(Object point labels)

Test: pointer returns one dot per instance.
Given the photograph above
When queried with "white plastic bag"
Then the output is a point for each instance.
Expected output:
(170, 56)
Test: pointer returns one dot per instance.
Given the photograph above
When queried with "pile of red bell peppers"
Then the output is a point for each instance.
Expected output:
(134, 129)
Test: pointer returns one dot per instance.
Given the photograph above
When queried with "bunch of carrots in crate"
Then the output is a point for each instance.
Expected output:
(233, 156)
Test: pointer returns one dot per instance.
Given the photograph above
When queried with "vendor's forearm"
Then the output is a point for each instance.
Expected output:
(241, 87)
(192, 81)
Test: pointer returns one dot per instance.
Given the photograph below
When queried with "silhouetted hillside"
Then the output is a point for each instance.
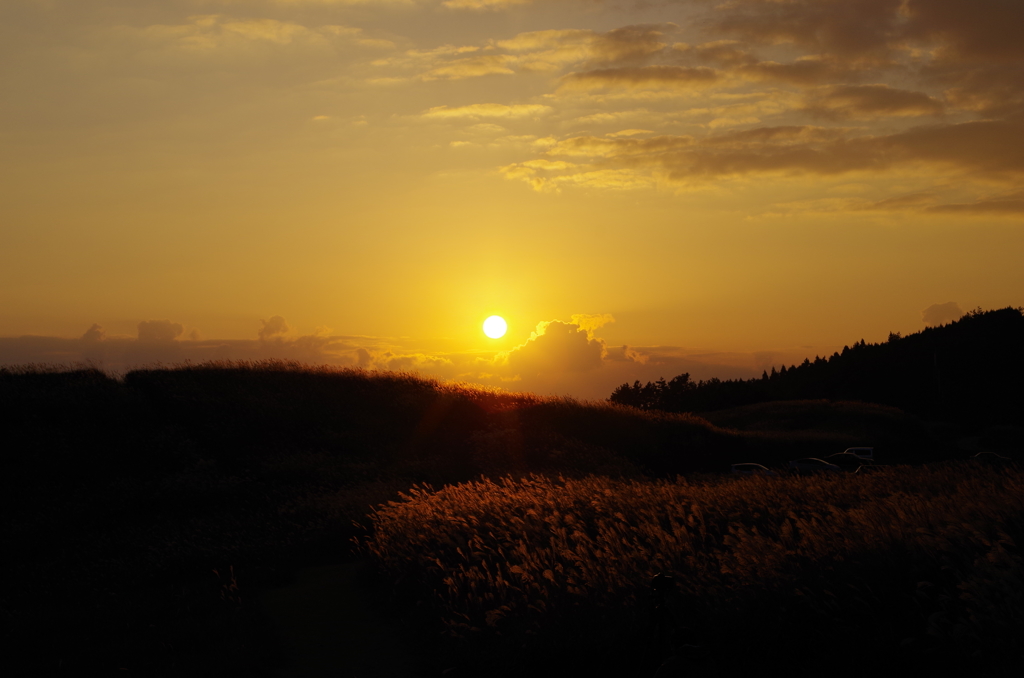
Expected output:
(970, 371)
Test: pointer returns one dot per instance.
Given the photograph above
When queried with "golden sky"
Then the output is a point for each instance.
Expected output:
(640, 187)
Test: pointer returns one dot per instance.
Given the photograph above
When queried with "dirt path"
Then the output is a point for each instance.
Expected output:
(333, 625)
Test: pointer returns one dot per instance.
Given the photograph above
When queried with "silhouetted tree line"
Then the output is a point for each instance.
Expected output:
(972, 369)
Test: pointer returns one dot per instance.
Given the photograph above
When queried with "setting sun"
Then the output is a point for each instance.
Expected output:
(495, 327)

◆ Work to be completed
Repeat the preceding records precisely, and leave every picture out of the copy.

◆ Exercise response
Test: pointer returns one dot per instance.
Given the photograph above
When queried with "white plastic bag"
Then the output is a point for each instance.
Expected output:
(170, 56)
Test: pointer returns one dot per instance.
Given the photograph above
When queried with "pile of red bell peppers"
Then the output is a point for each instance.
Expected output:
(134, 129)
Test: pointer returns one dot per instance.
Given the photograph above
When queried with "bunch of carrots in crate"
Then the output is a point for each instance.
Expected output:
(233, 156)
Test: pointer returns one dot per instance.
Given the photograph above
When queried with "vendor's forearm"
Then the output is a point for each instance.
Expected output:
(241, 87)
(192, 81)
Test: pointer returns one dot per instance.
Given the photograph below
When queried with "silhouetted hillside"
Then the output is a point for each instance.
Expected output:
(970, 371)
Test: pointer returns one dot per instance.
Given the photograph above
When queried with "golden sky"
Then the output is a point for each instance.
Expected output:
(640, 187)
Test: pointer returns one dot per instance.
Given the photograph above
When queried with "dirt path"
Then the output is a point for each instance.
Expected output:
(333, 625)
Test: pointer returns one dot per instance.
Given the photograph above
When queried with "silhouetted tree line"
Then the output is a point for each instance.
Expected output:
(972, 369)
Test: pointer returns one dot per instance.
Given the photograph above
When queried with "setting sun"
Then the output is a point for each instance.
Expected output:
(495, 327)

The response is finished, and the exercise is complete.